## Document passage
□ □ □ □

Opinion
Case No.: 2:11-cv-01585-GMN-CWH
08-21-2012
ORDER
Before the Court is the Motion to Dismiss (ECF No. 46) filed on June 28, 2012, by Defendants BAC Home Loans Servicing, LP; MERSCORP, Holdings, Inc., f/k/a MERSCORP, Inc.; and Mortgage Electronic Registration Systems, Inc. (collectively, "Defendants").
Pursuant to D. Nev. R. 7-2(b), Plaintiff Yu P. Zhen, who is representing herself pro se, had fourteen days after service of the Motion to file a Response. As of the date of this Order, Plaintiff has not filed a Response to the Motion to Dismiss. Defendants have, however, filed a Notice of Non-Opposition (ECF No. 49).
The Court previously granted Plaintiff's Motion to Amend/Correct Complaint (ECF No. 37) and ordered it to be filed in the docket. (Order, June 14, 2012, ECF No. 43.) Plaintiff's last action in this case was taken on February 2, 2012.
Local Rule 7-2 (d) provides that "[t]he failure of an opposing party to file points and authorities in response to any motion shall constitute a consent to the granting of the motion." D Nev. R. 7-2(d). As the Ninth Circuit has held, "[f]ailure to follow a district court's local rules is a proper ground for dismissal." Ghazali v. Moran, 46 F.3d 52, 53 (9th Cir. 1995); see, e.g., Roberts v. United States of America, No. 2:01-cv-1230-RLH-LRL, 2002 WL 1770930 (D. Nev. June 13, 2002). However, before dismissing a case for failing to follow local rules or for failure to prosecute, the district court must weigh five factors: "(1) the public's interest in expeditious resolution of litigation; (2) the court's need to manage its docket; (3) the risk of prejudice to defendants/respondents; (4) the availability of less drastic sanctions; and (5) the public policy favoring disposition of cases on their merits." Pagtalunan v. Galaza, 291 F.3d 639, 642 (9th Cir. 2002).

□ □ □ □

## Stated exercise 1
Write out the passage of the court order from "Pursuant to D." to "February 2, 2012.".
## Stated exercise 2
According to the court order, why does the plaintiff's failure to file a response matter for the motion to dismiss? Answer in one to three sentences.

## Supplied material
□ □ □ □

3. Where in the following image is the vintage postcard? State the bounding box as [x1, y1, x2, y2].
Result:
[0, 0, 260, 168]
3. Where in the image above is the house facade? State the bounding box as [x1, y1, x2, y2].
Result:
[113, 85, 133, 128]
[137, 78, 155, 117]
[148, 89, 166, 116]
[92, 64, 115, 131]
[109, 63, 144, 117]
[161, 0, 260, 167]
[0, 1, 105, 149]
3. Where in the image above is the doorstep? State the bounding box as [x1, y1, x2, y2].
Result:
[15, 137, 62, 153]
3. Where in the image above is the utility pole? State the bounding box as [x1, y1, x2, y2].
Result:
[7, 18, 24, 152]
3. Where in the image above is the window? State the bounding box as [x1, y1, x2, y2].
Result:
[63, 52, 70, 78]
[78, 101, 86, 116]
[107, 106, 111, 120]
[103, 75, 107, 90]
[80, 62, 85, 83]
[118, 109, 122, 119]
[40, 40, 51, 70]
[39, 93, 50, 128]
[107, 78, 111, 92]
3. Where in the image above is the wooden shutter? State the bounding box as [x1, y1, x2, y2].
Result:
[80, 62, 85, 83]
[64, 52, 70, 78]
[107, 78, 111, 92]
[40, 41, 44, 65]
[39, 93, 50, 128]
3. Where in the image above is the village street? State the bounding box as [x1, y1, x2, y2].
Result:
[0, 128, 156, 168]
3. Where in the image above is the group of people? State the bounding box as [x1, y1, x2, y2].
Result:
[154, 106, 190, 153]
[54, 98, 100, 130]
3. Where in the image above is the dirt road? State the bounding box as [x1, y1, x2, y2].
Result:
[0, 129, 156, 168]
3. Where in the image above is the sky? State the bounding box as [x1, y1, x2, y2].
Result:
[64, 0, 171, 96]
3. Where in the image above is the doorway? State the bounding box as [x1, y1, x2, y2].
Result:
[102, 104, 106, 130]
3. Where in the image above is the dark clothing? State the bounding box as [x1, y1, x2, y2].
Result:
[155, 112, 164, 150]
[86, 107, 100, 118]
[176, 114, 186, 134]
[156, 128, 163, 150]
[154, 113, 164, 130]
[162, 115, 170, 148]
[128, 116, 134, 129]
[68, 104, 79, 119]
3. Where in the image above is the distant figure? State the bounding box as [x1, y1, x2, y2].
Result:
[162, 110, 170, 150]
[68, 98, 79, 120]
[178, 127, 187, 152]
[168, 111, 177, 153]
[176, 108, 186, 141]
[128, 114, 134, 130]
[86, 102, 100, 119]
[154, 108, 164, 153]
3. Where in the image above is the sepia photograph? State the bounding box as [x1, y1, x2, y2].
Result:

□ □ □ □

## Response 1
Pursuant to D. Nev. R. 7-2(b), Plaintiff Yu P. Zhen, who is representing herself pro se, had fourteen days after service of the Motion to file a Response. As of the date of this Order, Plaintiff has not filed a Response to the Motion to Dismiss. Defendants have, however, filed a Notice of Non-Opposition (ECF No. 49).
The Court previously granted Plaintiff's Motion to Amend/Correct Complaint (ECF No. 37) and ordered it to be filed in the docket. (Order, June 14, 2012, ECF No. 43.) Plaintiff's last action in this case was taken on February 2, 2012.

## Response 2
Under Local Rule 7-2(d), an opposing party's failure to file points and authorities in response to a motion counts as consent to granting that motion. The plaintiff had fourteen days after service to respond under Rule 7-2(b) and did not. The Ninth Circuit has also held that failing to follow a district court's local rules is a proper ground for dismissal.